In the entries below, substitute "image" for "photograph" from the line that has "Where is the dark" through the end of the entries. Return only those lines and leave everything else unchanged.

★ ★ ★

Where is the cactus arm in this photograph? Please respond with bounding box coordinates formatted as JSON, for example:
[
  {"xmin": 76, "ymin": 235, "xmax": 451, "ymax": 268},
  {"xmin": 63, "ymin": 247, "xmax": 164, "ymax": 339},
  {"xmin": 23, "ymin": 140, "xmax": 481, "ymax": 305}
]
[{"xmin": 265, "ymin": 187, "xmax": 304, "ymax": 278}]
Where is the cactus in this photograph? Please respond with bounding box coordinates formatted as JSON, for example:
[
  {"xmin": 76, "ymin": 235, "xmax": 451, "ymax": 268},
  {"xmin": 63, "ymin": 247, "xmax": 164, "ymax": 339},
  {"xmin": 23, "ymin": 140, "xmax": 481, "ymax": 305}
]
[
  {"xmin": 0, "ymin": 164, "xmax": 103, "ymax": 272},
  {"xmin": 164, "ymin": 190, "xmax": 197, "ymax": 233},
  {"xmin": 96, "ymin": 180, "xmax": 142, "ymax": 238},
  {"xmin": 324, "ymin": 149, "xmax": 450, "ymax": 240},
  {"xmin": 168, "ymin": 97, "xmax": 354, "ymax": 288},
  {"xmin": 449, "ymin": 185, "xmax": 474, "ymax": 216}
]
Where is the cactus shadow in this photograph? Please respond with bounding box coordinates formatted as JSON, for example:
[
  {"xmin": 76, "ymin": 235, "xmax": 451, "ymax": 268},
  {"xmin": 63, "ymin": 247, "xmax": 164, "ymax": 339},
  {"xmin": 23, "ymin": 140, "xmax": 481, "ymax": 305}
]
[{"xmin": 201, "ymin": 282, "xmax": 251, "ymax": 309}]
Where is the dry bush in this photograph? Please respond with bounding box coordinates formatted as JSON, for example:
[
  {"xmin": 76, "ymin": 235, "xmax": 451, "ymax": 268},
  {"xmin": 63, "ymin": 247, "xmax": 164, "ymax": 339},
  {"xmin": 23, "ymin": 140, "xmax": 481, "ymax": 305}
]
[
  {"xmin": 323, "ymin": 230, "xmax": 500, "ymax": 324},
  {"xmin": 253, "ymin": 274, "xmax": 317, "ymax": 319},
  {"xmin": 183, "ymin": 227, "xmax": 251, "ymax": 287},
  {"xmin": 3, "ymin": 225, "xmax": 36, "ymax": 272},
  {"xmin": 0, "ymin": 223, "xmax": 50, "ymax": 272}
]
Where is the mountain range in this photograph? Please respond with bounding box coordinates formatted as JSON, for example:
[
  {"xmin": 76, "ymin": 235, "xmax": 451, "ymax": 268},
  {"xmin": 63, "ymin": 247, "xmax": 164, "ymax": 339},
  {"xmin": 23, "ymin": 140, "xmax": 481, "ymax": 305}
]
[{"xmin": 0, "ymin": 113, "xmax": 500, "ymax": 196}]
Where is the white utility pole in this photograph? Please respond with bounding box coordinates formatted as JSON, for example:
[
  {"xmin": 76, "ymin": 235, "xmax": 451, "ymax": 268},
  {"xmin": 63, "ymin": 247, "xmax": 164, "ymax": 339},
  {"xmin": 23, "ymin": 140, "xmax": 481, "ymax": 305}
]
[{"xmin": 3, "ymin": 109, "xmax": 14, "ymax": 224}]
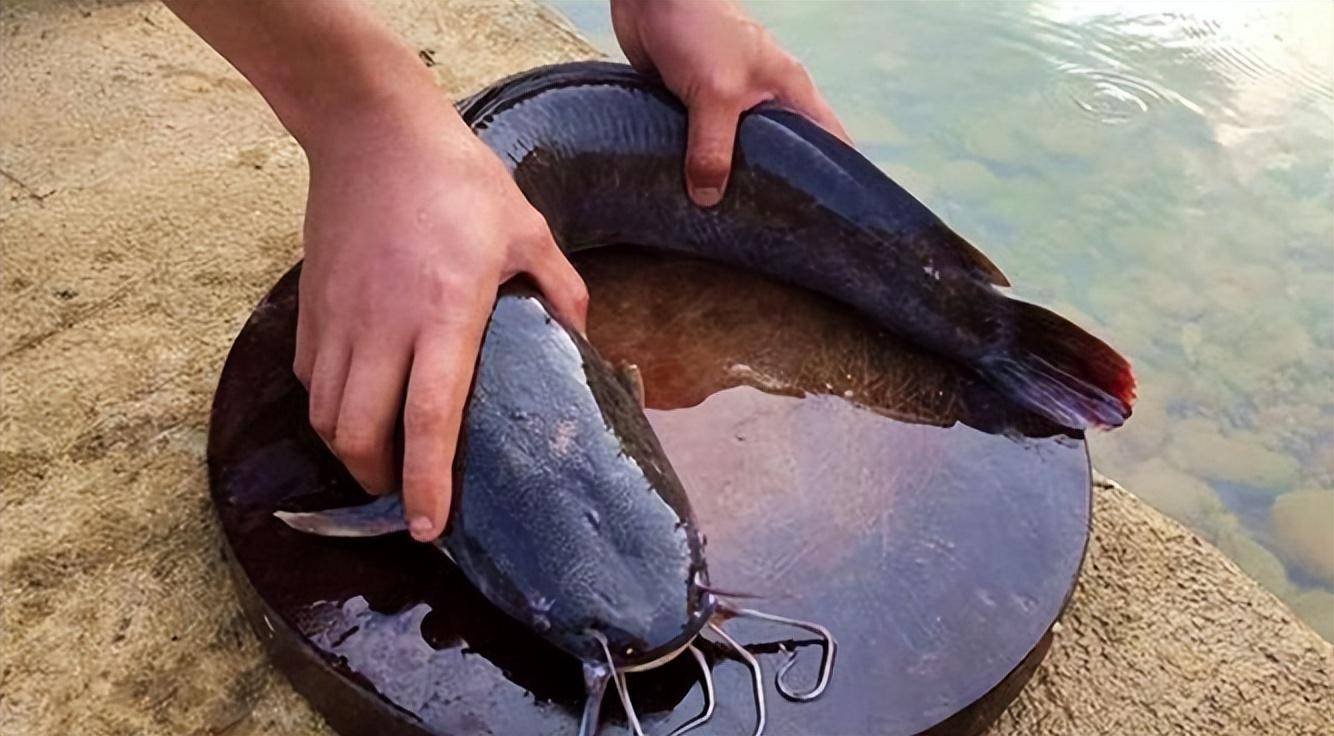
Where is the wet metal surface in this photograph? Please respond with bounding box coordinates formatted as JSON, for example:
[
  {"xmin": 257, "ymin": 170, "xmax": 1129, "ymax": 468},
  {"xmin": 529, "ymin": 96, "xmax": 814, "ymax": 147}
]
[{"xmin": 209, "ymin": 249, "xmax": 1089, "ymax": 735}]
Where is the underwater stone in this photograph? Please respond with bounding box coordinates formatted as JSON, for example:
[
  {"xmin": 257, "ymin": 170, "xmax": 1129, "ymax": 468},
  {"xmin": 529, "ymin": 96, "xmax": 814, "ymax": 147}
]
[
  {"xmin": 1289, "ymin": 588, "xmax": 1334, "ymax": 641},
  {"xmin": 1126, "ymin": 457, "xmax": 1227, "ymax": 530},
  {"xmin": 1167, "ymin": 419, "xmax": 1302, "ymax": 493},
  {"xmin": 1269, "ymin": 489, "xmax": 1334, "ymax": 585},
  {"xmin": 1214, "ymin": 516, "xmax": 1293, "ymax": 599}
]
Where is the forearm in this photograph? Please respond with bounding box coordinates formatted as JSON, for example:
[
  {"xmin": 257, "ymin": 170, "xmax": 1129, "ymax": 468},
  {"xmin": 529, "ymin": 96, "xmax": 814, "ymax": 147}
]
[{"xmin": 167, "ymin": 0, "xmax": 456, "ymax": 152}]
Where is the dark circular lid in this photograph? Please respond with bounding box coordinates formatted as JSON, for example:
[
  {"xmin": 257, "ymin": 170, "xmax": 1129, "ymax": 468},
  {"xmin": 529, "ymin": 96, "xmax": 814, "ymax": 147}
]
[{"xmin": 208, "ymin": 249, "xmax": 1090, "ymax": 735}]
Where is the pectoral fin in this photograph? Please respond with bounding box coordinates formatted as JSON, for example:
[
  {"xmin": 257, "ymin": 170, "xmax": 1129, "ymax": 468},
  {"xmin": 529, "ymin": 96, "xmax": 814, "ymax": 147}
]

★ ★ ★

Solved problem:
Where is the dark circular lid in this image? Please respond with bounding box coordinates formatted as JSON, for example:
[
  {"xmin": 257, "ymin": 170, "xmax": 1129, "ymax": 468},
  {"xmin": 529, "ymin": 96, "xmax": 814, "ymax": 147}
]
[{"xmin": 208, "ymin": 249, "xmax": 1090, "ymax": 735}]
Where is the pectoral fin in this image? Please respond with bounding box coordinates formatted as JSON, for example:
[
  {"xmin": 257, "ymin": 170, "xmax": 1129, "ymax": 468},
  {"xmin": 529, "ymin": 96, "xmax": 814, "ymax": 147}
]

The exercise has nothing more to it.